▸ **PETIKAN BACAAN**:

Jumat, Juli 31, 2009

JIN PUN BERPUASA DAN BERLEBARAN

Apakah jin juga berpuasa dan berlebaran seperti halnya manusia?

Allah berfirman, “Tidaklah aku ciptakan jin dan manusia melainkan untuk beribadah kepada-Ku” (QS. Adz-Dzaariat [51]: 56). Jika kita berkaca pada ayat ini, maka tentu jin pun akan berpuasa dan berlebaran untuk mendapatkan pahala dan ridha Allah. Sebab, puasa adalah bagian dari ibadah wajib kepada Allah. Tentu, jin (Muslim) pun tidak ingin masuk neraka hanya karena tidak berpuasa.

Dari ayat ini pula sebenarnya bisa kita ambil kesimpulan bahwa di antara jin juga ada yang Muslim seperti manusia. Jin muslim inilah yang selalu taat kepada Allah dan melaksanakan segala perintah-Nya seperti halnya seorang manusia yang beriman dan bertakwa.

(Catatan dataset tentang lokasi objek)
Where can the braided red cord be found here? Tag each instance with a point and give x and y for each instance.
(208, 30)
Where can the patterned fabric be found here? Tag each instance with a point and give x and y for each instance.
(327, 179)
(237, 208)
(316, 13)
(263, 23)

▸ **PETUNJUK KERJA**:
A) Jawab pertanyaan tentang bacaan mengenai puasa jin berikut ini:
(i) Ayat Al-Qur'an mana yang dikutip dalam bacaan?
(ii) Menurut bacaan, puasa merupakan bagian dari apa?
(iii) Jin muslim disamakan dengan siapa dalam hal taat kepada Allah?
B) Tuliskan kembali bagian bacaan mengenai puasa jin dari "JIN PUN BERPUASA" sampai "karena tidak berpuasa.", dengan mengganti "manusia" menjadi "insan".

▸ **DAFTAR JAWABAN**:
A)
(i) QS. Adz-Dzaariat [51]: 56.
(ii) Bagian dari ibadah wajib kepada Allah.
(iii) Dengan seorang manusia yang beriman dan bertakwa.

B)
JIN PUN BERPUASA DAN BERLEBARAN

Apakah jin juga berpuasa dan berlebaran seperti halnya insan?

Allah berfirman, “Tidaklah aku ciptakan jin dan insan melainkan untuk beribadah kepada-Ku” (QS. Adz-Dzaariat [51]: 56). Jika kita berkaca pada ayat ini, maka tentu jin pun akan berpuasa dan berlebaran untuk mendapatkan pahala dan ridha Allah. Sebab, puasa adalah bagian dari ibadah wajib kepada Allah. Tentu, jin (Muslim) pun tidak ingin masuk neraka hanya karena tidak berpuasa.